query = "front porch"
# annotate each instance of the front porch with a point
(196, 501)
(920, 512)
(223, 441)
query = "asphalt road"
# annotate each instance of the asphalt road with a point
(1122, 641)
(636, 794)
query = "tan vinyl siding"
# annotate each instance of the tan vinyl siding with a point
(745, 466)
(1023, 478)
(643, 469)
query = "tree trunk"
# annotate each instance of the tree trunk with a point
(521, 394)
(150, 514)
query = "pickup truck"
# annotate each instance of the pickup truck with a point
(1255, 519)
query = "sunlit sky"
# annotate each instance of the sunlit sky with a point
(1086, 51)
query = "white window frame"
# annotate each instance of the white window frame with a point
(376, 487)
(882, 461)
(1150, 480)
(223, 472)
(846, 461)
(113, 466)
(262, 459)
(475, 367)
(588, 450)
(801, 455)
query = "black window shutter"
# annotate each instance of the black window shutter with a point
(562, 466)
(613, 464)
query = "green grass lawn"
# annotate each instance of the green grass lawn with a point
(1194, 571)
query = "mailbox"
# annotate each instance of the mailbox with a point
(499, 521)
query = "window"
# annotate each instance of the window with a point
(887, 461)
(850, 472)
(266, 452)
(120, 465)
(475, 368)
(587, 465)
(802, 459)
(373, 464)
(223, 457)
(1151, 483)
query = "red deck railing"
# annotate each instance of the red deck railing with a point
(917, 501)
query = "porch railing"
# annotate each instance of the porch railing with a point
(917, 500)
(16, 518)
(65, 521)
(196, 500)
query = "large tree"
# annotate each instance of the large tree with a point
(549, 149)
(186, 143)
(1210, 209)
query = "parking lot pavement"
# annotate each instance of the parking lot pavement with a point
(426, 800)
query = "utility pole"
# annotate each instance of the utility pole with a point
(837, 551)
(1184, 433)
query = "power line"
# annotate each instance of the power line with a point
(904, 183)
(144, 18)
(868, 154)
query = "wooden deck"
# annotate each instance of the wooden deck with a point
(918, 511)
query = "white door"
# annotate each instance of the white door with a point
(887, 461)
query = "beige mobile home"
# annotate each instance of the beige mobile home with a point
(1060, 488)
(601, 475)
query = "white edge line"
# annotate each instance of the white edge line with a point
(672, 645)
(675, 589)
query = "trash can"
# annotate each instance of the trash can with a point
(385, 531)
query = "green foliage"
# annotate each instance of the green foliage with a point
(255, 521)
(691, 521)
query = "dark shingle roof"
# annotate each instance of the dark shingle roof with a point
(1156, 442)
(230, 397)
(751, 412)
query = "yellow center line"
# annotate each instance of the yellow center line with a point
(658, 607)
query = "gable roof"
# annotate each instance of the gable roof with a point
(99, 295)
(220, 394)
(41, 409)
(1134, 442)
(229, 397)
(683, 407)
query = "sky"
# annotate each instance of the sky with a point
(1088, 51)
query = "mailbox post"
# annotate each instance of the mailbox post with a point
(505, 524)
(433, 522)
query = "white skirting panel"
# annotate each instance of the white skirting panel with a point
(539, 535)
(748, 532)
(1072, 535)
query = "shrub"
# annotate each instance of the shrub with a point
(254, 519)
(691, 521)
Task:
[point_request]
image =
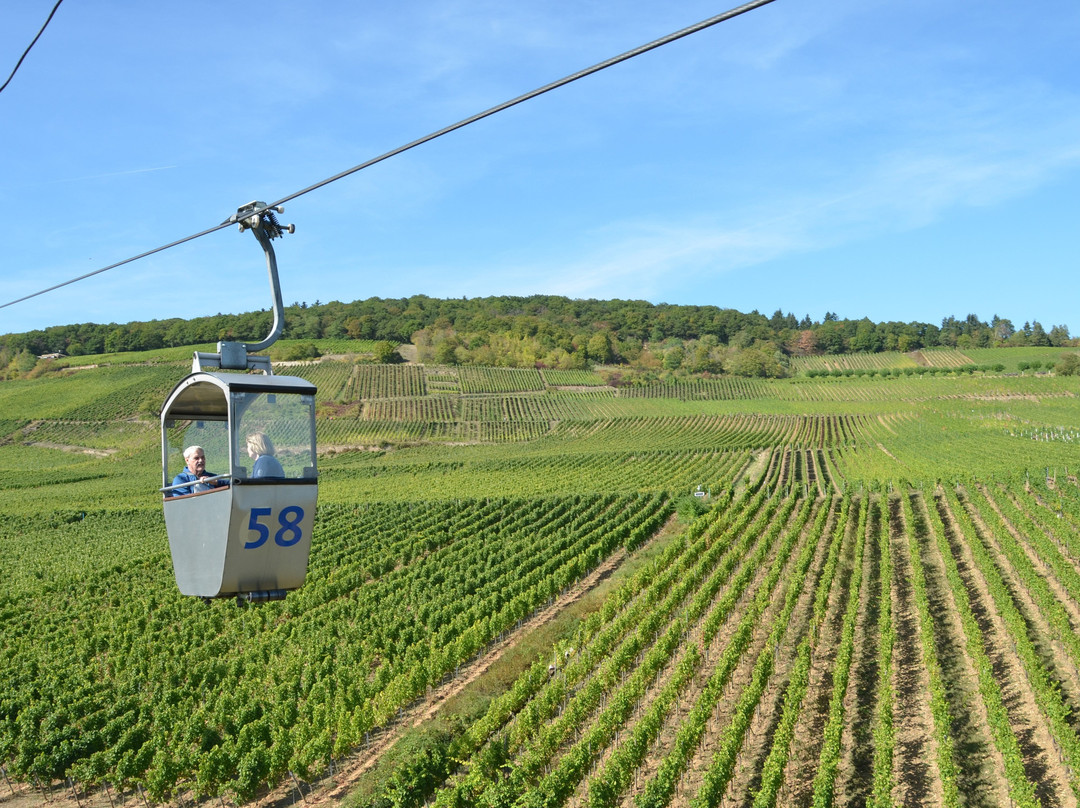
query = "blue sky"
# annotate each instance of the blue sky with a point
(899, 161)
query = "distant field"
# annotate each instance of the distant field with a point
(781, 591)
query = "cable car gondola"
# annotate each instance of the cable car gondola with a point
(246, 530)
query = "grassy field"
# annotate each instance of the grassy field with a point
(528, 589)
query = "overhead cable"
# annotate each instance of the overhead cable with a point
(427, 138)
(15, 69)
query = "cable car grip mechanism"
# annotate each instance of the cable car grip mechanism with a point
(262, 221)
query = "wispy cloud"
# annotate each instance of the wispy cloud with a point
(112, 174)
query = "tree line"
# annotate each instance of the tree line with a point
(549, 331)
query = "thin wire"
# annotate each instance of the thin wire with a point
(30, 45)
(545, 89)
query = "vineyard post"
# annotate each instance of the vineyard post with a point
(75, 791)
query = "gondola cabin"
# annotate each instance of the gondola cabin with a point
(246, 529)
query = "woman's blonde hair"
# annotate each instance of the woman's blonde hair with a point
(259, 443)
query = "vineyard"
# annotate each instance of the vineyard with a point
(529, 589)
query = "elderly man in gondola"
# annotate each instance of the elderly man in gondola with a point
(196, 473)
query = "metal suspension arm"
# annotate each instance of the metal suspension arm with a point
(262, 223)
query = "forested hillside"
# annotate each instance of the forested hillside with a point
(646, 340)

* * *

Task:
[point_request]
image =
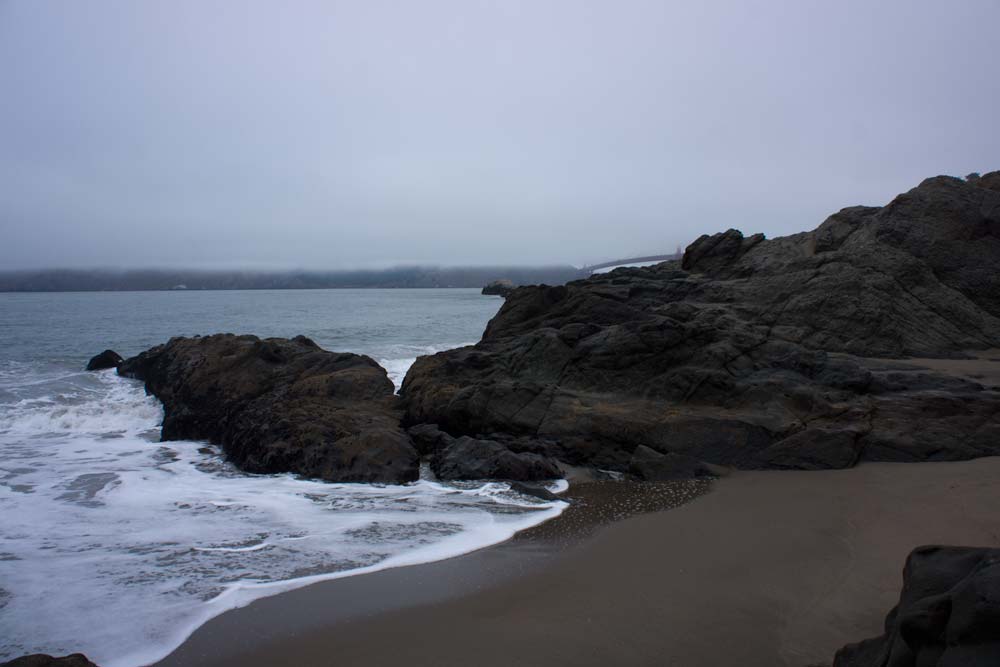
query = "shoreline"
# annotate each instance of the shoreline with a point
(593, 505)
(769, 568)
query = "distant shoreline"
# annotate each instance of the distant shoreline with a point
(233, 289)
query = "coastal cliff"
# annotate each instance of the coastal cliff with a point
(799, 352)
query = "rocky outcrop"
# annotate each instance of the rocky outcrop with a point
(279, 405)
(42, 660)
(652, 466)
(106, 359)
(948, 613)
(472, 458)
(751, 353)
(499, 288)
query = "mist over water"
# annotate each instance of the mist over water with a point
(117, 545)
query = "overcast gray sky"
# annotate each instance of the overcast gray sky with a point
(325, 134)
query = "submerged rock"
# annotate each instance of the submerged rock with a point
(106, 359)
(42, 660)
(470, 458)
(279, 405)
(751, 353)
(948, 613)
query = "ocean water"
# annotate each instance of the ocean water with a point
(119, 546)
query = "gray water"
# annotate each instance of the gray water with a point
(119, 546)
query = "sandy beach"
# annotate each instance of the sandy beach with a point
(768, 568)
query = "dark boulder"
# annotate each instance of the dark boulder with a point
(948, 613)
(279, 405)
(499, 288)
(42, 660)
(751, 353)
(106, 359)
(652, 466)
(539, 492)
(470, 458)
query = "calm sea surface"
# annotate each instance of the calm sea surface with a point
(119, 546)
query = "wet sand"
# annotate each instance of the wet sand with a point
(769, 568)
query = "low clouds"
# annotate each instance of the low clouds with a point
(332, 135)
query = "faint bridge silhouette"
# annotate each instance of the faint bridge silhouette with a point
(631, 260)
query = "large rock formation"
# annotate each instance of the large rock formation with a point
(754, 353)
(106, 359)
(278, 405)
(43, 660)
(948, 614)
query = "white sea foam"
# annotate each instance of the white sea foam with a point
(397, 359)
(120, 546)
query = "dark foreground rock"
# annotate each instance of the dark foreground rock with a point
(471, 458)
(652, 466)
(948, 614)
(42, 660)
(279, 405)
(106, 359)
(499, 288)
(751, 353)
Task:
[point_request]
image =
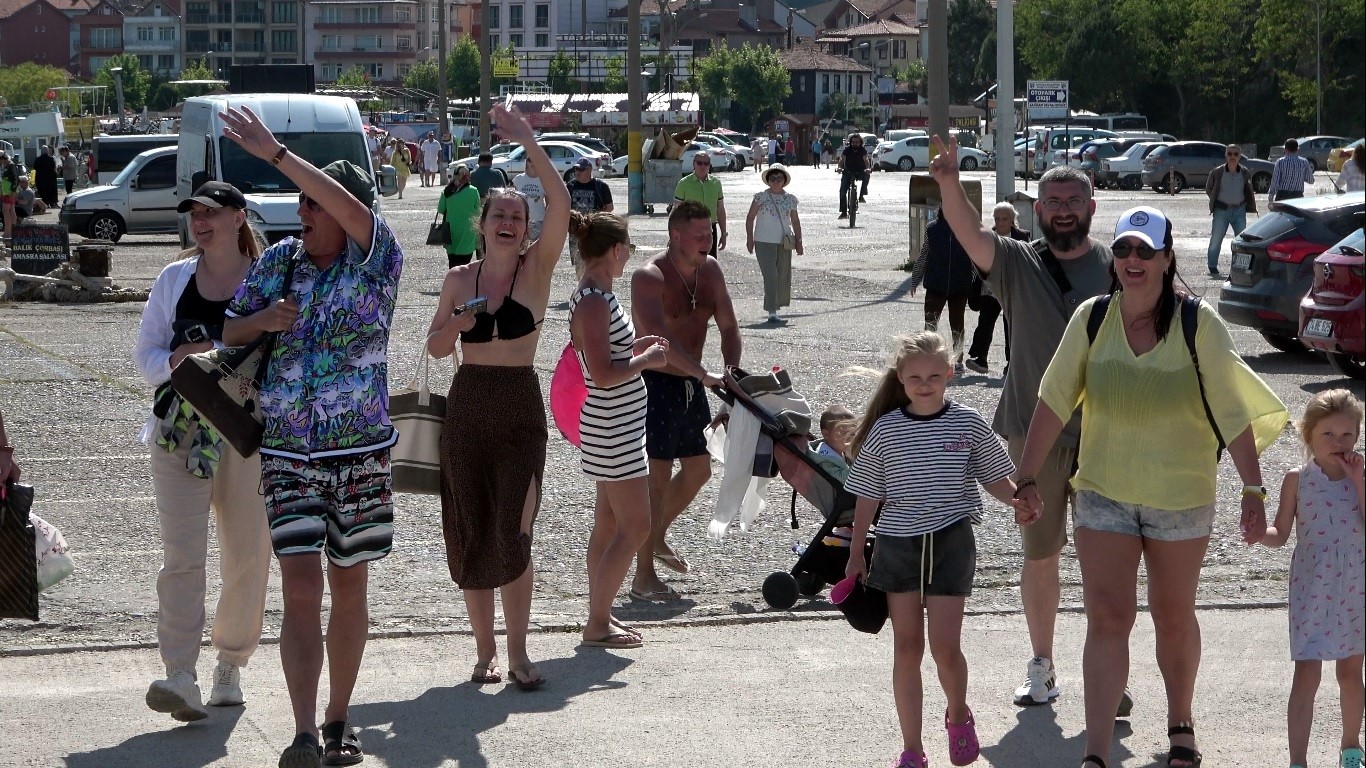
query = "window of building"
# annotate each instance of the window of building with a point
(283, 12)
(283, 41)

* * *

### INSTRUCTIONS FOR THE TASK
From the rows above, please select every line that contains the word "suspension" and copy each one out in full.

### ANSWER FOR THIS EXERCISE
query = "metal suspension arm"
# annotate each instance of the metal suspension arm with a point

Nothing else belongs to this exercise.